Stored items
————————

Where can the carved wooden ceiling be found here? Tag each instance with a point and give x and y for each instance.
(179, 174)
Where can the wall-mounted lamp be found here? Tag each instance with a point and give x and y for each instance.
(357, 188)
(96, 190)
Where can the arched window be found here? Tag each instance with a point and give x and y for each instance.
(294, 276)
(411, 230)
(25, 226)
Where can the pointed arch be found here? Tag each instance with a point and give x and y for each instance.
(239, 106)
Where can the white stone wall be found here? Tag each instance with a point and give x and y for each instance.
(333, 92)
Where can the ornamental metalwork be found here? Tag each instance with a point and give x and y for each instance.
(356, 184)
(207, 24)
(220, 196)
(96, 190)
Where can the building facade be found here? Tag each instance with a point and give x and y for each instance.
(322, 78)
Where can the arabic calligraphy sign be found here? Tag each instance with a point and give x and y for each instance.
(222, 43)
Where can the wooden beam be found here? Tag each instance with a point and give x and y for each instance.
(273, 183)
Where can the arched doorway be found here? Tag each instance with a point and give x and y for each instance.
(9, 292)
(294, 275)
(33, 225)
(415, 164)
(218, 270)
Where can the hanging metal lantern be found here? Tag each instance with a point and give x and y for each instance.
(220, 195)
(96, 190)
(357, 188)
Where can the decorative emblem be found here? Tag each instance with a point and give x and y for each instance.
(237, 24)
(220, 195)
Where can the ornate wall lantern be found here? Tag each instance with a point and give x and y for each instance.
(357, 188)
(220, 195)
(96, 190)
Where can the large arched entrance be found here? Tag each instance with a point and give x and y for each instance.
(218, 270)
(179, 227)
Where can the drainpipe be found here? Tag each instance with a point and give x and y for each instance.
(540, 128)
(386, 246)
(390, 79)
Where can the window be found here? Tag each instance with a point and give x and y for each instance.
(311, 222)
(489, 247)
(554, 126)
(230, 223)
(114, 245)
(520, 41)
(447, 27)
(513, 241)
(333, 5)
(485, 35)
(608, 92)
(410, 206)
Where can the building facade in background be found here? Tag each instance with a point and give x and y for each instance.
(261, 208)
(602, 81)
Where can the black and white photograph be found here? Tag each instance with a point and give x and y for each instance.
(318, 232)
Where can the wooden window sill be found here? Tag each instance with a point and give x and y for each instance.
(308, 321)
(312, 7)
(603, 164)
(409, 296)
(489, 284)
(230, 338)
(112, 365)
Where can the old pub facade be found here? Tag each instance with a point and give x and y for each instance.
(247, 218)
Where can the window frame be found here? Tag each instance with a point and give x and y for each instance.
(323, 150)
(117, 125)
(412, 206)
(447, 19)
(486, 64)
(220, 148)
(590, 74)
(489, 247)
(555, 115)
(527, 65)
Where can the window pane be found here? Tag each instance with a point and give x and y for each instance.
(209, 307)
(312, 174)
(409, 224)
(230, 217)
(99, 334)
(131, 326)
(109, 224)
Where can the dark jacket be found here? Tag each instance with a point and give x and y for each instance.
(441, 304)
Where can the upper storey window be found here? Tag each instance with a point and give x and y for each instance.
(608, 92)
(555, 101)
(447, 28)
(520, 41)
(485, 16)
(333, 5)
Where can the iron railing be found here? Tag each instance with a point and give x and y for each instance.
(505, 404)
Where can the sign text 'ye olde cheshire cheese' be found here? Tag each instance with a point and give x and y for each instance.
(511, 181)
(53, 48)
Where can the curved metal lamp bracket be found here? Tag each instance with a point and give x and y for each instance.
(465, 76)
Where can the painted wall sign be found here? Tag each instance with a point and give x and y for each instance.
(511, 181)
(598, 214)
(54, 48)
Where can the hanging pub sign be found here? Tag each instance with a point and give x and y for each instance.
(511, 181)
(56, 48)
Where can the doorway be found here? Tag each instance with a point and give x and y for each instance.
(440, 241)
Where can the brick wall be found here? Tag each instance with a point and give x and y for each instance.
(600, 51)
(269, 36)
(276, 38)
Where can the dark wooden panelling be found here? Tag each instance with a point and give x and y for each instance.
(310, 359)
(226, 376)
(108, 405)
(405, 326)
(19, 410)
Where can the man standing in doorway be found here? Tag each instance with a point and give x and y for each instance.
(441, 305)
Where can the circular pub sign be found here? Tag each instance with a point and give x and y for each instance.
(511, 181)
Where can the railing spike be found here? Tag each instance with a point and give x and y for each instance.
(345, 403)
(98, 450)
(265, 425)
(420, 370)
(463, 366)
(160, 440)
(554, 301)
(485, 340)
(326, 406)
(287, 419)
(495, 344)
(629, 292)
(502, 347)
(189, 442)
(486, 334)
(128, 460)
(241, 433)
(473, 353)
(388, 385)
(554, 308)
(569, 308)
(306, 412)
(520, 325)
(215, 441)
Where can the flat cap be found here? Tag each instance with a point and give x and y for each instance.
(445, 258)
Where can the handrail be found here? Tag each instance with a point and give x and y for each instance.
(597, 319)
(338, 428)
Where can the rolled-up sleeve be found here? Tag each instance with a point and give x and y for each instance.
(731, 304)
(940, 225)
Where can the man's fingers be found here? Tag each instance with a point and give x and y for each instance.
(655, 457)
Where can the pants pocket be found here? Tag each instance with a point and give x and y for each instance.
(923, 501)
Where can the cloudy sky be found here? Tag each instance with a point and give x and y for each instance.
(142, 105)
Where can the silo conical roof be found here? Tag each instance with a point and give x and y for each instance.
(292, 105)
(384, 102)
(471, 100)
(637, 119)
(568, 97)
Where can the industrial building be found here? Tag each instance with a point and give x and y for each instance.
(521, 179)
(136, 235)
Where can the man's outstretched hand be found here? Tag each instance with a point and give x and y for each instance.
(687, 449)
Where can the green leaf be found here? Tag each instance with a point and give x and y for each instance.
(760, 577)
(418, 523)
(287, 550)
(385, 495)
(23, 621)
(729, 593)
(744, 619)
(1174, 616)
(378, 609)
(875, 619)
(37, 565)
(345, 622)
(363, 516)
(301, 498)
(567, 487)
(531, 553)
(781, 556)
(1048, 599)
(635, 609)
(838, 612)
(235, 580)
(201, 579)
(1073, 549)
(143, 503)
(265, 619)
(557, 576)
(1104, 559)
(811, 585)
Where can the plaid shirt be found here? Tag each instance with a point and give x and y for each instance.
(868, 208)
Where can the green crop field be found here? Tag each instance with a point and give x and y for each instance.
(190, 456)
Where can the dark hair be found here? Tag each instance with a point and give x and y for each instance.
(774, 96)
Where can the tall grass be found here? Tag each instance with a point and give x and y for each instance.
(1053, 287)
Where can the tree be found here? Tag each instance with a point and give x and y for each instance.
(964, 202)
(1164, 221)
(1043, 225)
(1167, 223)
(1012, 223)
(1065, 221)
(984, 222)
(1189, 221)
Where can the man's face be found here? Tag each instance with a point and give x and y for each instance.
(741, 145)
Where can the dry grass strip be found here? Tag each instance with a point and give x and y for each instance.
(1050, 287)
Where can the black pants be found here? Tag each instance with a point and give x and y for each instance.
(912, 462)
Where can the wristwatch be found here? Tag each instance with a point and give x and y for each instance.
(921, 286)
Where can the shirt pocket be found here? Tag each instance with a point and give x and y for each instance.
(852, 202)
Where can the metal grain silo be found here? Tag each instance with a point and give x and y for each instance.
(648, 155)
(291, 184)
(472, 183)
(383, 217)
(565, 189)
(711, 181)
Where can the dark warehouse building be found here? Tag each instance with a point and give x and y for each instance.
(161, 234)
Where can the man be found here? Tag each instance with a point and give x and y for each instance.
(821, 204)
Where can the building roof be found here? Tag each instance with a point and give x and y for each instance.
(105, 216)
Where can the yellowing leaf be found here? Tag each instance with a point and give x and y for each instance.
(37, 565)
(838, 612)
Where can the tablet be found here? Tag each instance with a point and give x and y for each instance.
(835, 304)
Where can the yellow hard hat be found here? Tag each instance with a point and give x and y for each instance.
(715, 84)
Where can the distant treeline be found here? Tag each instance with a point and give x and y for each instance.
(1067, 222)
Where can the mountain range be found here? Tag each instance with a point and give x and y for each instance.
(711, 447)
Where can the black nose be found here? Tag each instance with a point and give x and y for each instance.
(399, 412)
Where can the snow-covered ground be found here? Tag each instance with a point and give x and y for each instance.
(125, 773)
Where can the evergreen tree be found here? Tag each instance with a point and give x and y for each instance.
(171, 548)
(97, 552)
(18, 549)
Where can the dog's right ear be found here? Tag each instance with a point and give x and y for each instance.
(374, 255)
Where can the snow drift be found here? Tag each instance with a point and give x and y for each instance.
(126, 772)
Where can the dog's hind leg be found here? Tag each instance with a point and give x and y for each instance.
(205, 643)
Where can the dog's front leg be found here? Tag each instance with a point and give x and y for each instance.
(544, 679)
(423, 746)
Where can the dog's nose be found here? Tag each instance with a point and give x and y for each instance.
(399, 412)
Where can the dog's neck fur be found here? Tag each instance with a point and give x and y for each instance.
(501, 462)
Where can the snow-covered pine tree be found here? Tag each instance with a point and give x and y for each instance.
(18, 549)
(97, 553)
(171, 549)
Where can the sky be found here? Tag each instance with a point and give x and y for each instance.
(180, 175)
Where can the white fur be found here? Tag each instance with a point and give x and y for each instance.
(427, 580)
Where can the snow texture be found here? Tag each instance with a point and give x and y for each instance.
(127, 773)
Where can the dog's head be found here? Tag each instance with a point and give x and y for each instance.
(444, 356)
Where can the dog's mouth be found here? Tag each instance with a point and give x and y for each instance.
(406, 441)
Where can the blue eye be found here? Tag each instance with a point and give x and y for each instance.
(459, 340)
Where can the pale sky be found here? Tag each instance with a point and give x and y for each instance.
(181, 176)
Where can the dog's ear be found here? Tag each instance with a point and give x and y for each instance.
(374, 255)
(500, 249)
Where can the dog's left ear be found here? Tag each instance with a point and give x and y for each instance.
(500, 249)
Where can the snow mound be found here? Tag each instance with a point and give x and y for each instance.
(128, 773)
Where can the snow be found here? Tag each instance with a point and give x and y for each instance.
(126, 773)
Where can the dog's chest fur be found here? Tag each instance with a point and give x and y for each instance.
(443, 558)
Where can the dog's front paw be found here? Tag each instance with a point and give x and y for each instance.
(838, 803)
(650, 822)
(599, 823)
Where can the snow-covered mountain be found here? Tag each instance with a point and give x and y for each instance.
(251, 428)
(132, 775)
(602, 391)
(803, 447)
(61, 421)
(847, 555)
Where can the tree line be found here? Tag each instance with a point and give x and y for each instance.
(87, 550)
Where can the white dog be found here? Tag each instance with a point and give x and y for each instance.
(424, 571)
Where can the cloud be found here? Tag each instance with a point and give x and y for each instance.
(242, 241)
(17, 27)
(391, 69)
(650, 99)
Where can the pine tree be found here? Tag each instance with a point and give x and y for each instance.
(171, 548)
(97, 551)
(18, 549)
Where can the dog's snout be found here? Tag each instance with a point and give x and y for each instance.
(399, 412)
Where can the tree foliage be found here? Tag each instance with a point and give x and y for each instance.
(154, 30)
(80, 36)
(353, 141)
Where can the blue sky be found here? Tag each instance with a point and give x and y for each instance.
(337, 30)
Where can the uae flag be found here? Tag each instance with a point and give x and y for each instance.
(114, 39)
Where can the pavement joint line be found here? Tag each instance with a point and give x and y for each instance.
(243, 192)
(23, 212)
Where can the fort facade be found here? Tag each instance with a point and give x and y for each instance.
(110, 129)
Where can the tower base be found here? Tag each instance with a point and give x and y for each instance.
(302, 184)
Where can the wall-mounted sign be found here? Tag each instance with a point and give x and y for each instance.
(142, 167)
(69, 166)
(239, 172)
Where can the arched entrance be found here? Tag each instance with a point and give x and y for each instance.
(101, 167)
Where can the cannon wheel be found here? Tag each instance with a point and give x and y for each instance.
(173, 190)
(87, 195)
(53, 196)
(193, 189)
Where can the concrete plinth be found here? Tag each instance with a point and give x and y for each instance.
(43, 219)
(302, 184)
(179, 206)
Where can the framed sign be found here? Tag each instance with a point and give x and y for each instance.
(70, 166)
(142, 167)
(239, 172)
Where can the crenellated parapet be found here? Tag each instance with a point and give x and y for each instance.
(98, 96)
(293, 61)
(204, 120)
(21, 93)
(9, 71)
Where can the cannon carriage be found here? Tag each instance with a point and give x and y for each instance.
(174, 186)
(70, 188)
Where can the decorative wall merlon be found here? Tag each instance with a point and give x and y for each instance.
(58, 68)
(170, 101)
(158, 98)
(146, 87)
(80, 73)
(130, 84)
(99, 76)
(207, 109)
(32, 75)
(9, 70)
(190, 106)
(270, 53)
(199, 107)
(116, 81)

————————

Give back exactly the lines from the one that contains "Where can the framed" to the end of the data above, both of those lines included.

Where can the framed sign be found here? Tag each instance with a point and give x and y for each instance.
(70, 166)
(142, 167)
(239, 172)
Where can the crenellated parapet be found here? Tag each instance with a point and give x and y for each instance.
(98, 96)
(293, 61)
(204, 120)
(21, 93)
(9, 71)
Where can the cannon carriage be found here? Tag each instance with a point and give x and y for each instance.
(174, 186)
(70, 188)
Where can the decorative wall merlon be found here? Tag each instance with a point and give x and y for each instance.
(58, 68)
(170, 101)
(158, 98)
(146, 87)
(80, 73)
(130, 84)
(99, 76)
(207, 109)
(32, 75)
(9, 70)
(190, 106)
(270, 53)
(199, 107)
(116, 81)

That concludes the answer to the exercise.